Alzheimer’s is a disease that we hear about often, but have yet to truly understand.
1 in 8 seniors over the age of 65 shows signs of Alzheimer’s. More than 5 million have been diagnosed— a number that is expect to rocket up to 16 million within the next few decades.
The numbers are truly staggering, but there is hope that this increasing prevalence will generate greater awareness of the disease and spark interest in deeper study. Already, national activism has gained traction within the federal government, precipitating a $122 million increase in federal funding for Alzheimer’s research and education.
Let’s start with the basics. What is Alzheimer’s?
Alzheimer’s is a specific, and most common, form of dementia which is, itself, a catchall term for any disease of the brain that causes memory loss and affects or impedes other intellectual functions and abilities.
The nature of the disease is one of slow, sometimes unnoticeable changes in the behavior of those it affects. Memory loss, inability to think clearly, and changes in outward behavior are some of the first signs of Alzheimer’s. While these symptoms take time to manifest fully, Alzheimer’s is a progressive disease, meaning these symptoms do worsen over time.

(Dataset records)
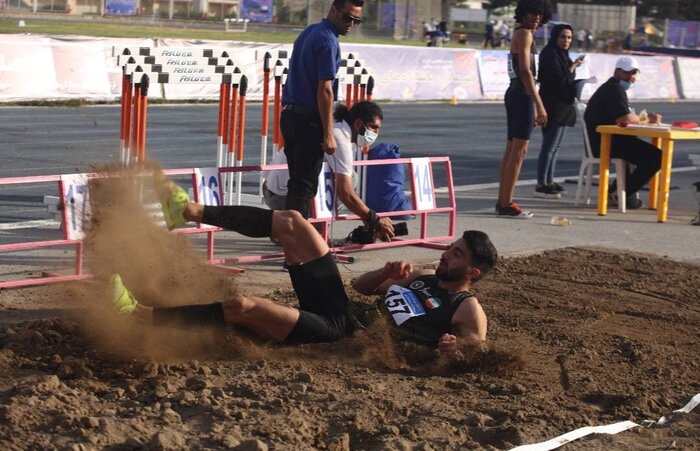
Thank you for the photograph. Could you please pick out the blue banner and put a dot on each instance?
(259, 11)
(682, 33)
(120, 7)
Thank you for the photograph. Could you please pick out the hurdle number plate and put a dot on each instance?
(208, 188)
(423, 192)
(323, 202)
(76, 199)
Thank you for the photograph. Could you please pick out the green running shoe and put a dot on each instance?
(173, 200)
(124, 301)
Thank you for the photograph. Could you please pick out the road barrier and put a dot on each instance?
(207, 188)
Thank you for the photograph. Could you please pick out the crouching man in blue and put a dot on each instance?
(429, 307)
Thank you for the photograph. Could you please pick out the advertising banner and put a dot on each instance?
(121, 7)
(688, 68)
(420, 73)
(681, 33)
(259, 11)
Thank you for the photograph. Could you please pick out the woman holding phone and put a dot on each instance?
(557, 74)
...
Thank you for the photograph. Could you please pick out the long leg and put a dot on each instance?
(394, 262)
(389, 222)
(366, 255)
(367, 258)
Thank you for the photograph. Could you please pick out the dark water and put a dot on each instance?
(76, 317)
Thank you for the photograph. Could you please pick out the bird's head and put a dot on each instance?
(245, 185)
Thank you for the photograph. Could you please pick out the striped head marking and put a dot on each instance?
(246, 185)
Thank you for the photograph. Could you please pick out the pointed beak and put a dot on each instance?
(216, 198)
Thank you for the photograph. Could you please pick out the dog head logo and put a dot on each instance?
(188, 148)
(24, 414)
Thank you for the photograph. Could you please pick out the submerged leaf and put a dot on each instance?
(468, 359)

* _Questions to answer_
(A) Rewrite the Alzheimer's passage starting with "Alzheimer’s is a disease" and going on through "research and education.", replacing "staggering" with "alarming".
(B) Answer these questions from the Alzheimer's passage.
(i) What share of seniors over the age of 65 show signs of Alzheimer's?
(ii) By how much did federal funding for Alzheimer's research and education increase?
(iii) What kind of disease does the term "dementia" cover?

* _Solutions to the tasks_
(A)
Alzheimer’s is a disease that we hear about often, but have yet to truly understand.
1 in 8 seniors over the age of 65 shows signs of Alzheimer’s. More than 5 million have been diagnosed— a number that is expect to rocket up to 16 million within the next few decades.
The numbers are truly alarming, but there is hope that this increasing prevalence will generate greater awareness of the disease and spark interest in deeper study. Already, national activism has gained traction within the federal government, precipitating a $122 million increase in federal funding for Alzheimer’s research and education.

(B)
(i) 1 in 8.
(ii) $122 million.
(iii) Any disease of the brain that causes memory loss and affects or impedes other intellectual functions and abilities.